>>

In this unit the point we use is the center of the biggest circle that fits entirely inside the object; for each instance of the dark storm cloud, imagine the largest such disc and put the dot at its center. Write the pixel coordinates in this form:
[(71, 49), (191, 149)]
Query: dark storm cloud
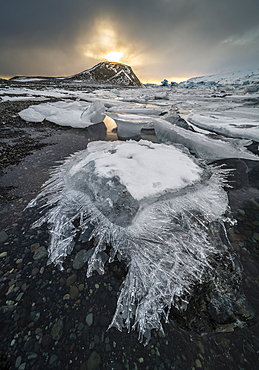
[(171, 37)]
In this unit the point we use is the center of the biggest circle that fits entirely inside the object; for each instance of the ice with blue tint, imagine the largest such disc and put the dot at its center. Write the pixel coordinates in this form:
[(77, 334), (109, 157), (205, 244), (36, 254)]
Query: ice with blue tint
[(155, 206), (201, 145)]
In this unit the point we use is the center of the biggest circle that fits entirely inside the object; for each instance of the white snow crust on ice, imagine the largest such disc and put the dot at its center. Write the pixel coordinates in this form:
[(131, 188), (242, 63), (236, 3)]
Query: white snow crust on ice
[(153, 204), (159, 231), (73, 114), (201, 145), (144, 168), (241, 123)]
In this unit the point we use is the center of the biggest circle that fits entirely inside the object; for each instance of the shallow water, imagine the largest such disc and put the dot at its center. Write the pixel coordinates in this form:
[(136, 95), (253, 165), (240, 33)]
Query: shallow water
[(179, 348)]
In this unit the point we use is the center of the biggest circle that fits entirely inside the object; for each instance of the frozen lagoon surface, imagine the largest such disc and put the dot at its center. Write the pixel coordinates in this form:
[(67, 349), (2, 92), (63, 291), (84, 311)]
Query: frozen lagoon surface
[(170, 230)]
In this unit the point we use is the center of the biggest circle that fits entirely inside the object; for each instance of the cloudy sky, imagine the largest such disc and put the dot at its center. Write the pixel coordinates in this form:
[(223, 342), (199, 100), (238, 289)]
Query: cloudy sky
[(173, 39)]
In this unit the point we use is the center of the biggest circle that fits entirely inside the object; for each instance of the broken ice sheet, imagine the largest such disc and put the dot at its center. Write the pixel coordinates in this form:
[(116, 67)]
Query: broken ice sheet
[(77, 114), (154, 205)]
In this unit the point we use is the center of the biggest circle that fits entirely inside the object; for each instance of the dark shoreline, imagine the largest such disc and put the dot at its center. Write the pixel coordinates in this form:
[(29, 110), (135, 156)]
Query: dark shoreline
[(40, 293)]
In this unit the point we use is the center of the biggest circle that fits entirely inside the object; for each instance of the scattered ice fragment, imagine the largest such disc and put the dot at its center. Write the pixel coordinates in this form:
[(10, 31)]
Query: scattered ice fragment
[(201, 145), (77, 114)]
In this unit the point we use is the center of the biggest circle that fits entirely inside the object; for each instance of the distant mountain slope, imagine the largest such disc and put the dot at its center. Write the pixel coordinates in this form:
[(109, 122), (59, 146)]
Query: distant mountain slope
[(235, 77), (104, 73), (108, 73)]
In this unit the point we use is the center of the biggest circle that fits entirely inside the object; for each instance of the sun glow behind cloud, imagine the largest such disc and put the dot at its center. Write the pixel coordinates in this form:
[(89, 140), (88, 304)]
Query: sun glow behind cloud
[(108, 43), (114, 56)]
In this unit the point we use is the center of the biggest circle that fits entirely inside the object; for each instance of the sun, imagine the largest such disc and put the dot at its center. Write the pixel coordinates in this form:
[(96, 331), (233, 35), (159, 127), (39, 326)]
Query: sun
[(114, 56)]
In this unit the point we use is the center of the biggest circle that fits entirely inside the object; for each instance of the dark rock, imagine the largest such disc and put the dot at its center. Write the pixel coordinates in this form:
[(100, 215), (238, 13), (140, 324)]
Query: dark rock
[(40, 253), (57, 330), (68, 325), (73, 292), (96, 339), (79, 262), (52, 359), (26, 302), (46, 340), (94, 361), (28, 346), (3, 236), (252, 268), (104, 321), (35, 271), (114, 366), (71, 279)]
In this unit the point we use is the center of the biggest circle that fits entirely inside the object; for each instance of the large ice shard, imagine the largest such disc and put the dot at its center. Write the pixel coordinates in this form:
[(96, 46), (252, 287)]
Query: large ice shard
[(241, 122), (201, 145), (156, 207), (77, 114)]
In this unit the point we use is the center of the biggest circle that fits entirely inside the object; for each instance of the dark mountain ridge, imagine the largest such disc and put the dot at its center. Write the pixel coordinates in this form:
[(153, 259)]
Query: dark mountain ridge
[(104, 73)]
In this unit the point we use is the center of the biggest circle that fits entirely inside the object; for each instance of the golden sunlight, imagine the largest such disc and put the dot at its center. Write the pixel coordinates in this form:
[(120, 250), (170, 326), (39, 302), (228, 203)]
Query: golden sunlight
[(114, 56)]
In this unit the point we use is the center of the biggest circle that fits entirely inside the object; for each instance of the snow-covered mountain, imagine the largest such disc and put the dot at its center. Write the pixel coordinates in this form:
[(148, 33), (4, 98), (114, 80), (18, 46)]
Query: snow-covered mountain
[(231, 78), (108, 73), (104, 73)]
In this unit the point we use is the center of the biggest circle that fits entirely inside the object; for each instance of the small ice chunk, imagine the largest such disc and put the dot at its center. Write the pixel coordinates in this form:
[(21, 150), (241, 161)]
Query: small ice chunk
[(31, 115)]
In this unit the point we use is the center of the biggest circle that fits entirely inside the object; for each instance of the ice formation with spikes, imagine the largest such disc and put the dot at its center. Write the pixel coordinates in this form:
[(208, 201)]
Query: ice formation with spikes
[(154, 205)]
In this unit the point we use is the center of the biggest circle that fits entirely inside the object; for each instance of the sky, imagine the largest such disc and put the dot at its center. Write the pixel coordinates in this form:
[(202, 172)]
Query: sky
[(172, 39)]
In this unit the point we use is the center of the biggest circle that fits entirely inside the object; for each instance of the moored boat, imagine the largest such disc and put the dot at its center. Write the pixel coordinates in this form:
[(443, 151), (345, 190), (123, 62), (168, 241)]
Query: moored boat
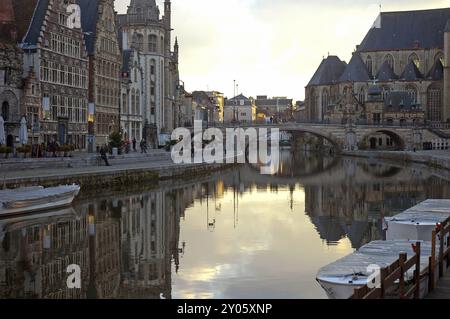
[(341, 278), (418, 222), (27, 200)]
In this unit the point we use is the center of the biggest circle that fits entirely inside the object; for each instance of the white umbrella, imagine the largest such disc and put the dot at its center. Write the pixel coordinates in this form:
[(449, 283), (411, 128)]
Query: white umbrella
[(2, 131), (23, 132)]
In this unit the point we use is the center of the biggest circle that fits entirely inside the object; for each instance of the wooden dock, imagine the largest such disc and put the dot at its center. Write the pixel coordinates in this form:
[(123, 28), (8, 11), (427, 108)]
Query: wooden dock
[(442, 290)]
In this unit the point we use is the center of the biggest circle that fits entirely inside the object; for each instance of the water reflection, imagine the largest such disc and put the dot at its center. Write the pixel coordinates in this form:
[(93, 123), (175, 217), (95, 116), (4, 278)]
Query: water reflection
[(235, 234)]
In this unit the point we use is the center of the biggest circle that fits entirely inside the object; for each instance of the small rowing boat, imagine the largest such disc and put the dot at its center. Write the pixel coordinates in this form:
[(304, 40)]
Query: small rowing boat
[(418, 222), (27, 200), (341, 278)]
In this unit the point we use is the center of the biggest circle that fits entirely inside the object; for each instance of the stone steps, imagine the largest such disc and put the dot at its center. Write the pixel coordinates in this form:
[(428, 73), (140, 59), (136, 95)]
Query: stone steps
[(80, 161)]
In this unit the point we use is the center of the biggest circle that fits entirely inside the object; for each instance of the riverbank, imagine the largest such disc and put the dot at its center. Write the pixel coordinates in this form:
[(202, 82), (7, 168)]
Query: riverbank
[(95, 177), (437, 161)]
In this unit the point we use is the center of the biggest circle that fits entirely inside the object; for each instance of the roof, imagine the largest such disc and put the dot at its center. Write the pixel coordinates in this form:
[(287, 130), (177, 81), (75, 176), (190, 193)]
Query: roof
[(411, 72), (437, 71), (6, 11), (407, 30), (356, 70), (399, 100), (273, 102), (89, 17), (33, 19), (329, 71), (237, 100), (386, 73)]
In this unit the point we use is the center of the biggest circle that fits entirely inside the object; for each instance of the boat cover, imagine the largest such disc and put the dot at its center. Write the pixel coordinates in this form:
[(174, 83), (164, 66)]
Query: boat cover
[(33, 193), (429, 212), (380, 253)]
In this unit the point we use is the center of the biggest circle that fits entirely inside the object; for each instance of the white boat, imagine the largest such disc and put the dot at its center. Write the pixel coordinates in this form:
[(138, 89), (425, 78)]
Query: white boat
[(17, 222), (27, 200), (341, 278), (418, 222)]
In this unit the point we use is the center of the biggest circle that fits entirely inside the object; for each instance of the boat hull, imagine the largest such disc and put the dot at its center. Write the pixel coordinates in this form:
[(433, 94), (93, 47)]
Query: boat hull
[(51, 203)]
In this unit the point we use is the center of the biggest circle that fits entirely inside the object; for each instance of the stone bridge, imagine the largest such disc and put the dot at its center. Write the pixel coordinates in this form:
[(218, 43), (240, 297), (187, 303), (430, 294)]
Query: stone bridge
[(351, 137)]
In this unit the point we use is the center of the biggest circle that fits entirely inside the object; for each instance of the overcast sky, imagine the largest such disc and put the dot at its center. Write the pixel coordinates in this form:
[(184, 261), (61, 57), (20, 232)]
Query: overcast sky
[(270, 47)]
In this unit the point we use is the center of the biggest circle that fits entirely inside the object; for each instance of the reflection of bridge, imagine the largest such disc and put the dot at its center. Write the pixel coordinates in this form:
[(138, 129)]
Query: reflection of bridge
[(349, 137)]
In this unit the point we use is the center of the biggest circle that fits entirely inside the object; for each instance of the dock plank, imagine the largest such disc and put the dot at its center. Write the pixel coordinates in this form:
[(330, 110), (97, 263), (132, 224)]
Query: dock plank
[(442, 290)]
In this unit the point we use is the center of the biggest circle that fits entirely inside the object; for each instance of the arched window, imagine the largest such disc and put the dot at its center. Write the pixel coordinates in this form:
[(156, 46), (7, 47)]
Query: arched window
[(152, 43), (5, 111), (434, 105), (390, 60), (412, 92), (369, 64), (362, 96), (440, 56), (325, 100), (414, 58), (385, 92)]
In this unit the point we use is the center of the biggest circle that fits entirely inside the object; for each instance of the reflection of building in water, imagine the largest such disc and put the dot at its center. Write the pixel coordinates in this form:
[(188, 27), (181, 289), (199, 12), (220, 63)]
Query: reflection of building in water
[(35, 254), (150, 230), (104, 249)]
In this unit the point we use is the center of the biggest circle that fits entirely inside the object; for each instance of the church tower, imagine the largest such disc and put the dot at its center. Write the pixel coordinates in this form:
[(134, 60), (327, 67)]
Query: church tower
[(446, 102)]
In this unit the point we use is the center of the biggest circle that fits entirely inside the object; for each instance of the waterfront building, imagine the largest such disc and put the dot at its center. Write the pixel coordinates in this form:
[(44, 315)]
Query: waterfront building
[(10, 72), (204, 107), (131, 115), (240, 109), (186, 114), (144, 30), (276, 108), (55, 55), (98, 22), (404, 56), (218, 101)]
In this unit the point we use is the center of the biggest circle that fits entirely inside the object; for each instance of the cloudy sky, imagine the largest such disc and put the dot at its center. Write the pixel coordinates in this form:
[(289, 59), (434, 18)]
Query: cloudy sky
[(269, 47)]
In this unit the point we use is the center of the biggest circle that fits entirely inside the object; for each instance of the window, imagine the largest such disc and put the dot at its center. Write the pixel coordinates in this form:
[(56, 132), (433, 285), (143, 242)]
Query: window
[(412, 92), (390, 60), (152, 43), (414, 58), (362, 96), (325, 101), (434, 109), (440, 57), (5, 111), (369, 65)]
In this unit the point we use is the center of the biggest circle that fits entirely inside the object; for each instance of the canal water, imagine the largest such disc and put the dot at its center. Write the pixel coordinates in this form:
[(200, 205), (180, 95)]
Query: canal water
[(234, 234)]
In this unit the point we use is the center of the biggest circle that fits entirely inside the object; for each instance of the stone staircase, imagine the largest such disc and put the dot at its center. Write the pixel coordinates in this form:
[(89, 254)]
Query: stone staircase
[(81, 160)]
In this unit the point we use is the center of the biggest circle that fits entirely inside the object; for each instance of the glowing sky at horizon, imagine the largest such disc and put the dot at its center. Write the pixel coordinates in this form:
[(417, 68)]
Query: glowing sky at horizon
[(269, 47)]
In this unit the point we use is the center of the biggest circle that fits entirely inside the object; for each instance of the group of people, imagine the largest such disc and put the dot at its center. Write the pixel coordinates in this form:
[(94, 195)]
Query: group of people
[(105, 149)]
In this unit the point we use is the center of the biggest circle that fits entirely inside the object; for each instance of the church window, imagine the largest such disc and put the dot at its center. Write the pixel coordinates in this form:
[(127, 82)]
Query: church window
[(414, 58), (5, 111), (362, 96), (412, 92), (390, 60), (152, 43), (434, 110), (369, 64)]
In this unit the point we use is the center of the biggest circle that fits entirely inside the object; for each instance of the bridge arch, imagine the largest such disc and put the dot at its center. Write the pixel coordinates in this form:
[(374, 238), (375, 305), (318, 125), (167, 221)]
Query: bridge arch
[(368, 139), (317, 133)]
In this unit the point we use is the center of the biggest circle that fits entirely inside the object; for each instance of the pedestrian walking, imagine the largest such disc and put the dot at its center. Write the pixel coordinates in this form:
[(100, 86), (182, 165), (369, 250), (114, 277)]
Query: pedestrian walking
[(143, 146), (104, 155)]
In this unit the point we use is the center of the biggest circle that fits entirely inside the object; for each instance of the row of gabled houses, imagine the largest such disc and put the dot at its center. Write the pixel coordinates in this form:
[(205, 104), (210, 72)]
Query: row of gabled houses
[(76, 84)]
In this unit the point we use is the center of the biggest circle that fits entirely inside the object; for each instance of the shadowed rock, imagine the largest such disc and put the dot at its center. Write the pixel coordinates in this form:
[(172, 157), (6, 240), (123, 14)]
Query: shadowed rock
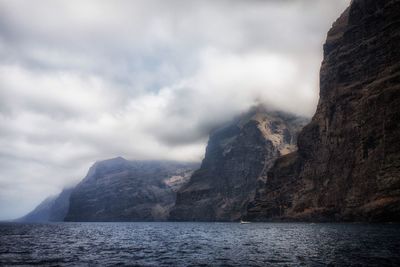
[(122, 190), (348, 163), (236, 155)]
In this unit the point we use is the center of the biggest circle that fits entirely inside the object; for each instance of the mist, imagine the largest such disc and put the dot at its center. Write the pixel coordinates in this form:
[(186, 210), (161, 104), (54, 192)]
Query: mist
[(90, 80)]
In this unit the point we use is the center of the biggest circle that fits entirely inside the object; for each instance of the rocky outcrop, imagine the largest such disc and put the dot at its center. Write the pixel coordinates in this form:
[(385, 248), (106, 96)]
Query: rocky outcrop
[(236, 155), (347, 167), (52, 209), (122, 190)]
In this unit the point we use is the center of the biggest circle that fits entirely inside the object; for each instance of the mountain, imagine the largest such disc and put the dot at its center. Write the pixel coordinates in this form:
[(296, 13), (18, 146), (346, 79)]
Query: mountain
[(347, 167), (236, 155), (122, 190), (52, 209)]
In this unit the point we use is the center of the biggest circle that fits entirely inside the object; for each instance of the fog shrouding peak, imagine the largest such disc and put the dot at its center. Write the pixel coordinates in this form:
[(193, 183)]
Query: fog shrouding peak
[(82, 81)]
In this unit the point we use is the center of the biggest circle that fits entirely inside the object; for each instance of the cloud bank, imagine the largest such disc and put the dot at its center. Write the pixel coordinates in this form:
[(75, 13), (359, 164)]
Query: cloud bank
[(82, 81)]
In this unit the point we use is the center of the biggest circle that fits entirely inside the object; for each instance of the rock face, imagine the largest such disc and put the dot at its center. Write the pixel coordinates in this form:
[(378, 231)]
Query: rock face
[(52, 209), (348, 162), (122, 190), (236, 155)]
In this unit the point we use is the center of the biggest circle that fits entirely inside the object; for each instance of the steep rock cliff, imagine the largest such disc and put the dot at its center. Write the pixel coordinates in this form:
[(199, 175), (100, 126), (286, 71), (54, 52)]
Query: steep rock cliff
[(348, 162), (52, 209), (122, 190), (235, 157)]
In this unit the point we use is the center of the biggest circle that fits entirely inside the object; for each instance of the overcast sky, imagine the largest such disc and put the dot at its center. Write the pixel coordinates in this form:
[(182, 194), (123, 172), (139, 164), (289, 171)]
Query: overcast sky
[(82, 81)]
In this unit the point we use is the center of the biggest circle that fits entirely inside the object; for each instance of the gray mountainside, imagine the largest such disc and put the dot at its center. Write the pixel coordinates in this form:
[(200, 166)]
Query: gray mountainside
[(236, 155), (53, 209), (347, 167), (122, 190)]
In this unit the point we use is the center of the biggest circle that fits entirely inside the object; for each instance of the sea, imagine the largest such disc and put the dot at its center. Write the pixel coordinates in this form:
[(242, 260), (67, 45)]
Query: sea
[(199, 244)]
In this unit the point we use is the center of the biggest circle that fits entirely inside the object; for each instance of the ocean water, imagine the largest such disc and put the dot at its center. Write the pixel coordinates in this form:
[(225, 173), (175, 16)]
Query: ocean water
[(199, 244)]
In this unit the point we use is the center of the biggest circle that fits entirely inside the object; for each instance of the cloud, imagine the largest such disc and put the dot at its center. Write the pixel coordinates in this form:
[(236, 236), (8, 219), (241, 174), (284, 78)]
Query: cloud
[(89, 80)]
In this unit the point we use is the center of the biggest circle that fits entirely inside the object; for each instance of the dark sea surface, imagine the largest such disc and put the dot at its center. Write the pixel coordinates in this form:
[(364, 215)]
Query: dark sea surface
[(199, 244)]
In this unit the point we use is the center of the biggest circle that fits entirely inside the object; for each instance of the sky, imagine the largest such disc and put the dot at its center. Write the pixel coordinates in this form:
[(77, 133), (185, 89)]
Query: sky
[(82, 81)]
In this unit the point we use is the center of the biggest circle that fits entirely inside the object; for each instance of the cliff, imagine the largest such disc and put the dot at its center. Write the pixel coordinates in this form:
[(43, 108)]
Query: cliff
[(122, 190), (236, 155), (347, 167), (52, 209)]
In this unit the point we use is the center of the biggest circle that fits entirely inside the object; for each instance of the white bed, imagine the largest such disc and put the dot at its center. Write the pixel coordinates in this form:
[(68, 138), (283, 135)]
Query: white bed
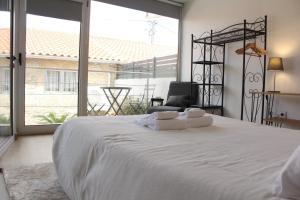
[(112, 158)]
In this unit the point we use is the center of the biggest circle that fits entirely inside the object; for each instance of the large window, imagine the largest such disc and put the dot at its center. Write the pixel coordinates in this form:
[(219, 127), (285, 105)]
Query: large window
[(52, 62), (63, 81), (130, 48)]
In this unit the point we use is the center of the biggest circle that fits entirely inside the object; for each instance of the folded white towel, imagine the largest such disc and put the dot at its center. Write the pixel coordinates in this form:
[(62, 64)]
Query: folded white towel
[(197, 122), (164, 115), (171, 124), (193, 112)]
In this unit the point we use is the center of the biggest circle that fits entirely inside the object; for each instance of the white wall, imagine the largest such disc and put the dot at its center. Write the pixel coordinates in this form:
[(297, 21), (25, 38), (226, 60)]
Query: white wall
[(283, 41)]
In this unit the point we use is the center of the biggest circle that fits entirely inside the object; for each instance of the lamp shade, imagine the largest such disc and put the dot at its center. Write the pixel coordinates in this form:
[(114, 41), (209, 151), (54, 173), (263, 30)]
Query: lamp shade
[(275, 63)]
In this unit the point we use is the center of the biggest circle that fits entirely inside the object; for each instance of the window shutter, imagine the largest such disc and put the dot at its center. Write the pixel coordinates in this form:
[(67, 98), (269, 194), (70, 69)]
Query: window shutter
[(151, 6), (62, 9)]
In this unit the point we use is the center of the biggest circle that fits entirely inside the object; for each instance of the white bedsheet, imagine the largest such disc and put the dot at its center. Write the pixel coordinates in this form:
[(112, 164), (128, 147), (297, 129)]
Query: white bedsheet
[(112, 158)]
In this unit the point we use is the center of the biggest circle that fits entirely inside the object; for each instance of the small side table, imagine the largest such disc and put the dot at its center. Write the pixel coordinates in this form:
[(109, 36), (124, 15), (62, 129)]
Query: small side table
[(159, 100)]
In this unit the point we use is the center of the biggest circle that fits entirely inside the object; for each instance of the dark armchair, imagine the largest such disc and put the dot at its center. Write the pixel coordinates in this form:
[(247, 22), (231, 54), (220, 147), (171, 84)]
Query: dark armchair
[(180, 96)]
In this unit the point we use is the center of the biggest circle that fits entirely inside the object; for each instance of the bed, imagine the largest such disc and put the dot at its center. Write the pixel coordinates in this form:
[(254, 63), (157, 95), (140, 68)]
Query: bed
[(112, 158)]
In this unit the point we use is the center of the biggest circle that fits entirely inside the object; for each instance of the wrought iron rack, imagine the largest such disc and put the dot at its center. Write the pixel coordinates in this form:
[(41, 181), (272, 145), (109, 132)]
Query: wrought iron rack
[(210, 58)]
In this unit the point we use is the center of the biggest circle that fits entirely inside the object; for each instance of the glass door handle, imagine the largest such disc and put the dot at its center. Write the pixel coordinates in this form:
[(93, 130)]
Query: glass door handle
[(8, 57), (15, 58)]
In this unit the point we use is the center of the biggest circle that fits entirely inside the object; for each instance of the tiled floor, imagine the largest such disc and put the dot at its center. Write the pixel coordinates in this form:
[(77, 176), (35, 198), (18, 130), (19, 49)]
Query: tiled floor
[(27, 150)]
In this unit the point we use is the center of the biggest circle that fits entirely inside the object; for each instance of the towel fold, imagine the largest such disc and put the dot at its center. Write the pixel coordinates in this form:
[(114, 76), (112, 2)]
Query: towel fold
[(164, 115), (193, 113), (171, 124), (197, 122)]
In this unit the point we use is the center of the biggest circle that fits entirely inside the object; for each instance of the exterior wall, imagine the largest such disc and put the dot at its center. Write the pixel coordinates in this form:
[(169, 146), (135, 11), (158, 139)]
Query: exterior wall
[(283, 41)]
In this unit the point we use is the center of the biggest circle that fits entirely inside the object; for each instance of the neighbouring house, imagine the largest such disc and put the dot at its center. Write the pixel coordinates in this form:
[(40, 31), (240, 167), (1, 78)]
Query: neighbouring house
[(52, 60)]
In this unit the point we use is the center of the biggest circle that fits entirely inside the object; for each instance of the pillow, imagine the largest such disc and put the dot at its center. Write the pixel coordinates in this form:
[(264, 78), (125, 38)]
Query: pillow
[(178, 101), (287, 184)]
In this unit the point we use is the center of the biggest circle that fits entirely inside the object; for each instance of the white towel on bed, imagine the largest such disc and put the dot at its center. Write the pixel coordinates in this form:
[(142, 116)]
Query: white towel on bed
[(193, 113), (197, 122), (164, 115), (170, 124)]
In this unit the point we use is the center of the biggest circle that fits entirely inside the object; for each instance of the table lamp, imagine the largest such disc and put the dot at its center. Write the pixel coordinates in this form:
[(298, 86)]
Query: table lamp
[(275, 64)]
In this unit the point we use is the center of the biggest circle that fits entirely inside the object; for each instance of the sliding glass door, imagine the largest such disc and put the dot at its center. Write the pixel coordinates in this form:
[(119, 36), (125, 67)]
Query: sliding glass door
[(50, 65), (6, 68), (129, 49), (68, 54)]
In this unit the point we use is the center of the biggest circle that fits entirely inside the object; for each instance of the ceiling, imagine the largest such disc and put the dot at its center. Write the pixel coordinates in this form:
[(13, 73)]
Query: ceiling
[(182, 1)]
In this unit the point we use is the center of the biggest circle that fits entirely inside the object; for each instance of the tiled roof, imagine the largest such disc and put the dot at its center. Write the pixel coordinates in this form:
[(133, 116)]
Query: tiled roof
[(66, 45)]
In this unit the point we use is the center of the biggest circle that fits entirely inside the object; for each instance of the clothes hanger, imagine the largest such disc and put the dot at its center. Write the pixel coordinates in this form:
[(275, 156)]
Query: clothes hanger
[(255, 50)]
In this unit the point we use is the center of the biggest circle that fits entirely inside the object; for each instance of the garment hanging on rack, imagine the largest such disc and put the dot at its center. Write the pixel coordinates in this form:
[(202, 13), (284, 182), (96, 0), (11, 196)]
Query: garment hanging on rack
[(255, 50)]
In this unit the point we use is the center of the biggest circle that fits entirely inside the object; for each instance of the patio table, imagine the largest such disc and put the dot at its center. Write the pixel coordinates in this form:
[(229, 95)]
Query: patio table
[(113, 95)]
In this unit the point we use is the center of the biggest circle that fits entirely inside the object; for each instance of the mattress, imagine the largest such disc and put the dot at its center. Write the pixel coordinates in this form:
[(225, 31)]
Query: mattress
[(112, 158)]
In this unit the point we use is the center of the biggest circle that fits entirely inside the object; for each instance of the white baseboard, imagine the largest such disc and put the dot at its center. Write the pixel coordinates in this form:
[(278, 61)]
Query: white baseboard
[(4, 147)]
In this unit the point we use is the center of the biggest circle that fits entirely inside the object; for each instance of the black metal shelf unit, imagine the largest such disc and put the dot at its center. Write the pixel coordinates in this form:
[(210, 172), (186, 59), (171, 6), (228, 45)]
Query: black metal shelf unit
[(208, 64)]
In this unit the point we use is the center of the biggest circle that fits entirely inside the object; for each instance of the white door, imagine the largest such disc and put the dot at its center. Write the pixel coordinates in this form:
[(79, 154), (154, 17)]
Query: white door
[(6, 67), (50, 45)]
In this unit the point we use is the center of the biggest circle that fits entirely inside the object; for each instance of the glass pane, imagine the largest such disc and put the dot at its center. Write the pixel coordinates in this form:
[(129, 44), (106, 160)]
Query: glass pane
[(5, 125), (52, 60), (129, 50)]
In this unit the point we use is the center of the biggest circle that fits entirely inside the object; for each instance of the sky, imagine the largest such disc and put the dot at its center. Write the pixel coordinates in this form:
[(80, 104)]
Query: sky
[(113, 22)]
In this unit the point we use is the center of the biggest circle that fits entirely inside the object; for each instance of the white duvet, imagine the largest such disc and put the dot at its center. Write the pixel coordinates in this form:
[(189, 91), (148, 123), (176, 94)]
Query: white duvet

<<

CHALLENGE:
Can you retype the lines above without any changes, starting at the one that contains "the window, imagine" and continuing through the one that contains "[(81, 160)]", both included?

SOLUTION TO THE EXERCISE:
In this unit the point we use is the center of the biggest circle that fits entirely inside the object; for each instance of the window, imagine the largest such disc and put the dot at its center. Write the pixel coordinates in this form:
[(56, 132), (433, 285), (143, 242)]
Query: window
[(412, 92), (390, 60), (152, 43), (414, 58), (362, 96), (325, 101), (434, 109), (440, 57), (5, 111), (369, 65)]
In this unit the point we use is the center of the biggest circle that fits entirely inside the object; for each instance of the canal water, imagine the largest such disc and put the dot at its center. Write the pixel coordinates in this form:
[(200, 205), (180, 95)]
Query: canal water
[(234, 234)]
In this unit the point we use is the center of the biggest circle that fits entirely inside the object; for each instance of the stone staircase, imagine the largest such disc and put the dot at its center. Write the pixel coordinates in this form:
[(89, 254)]
Query: stone staircase
[(81, 160)]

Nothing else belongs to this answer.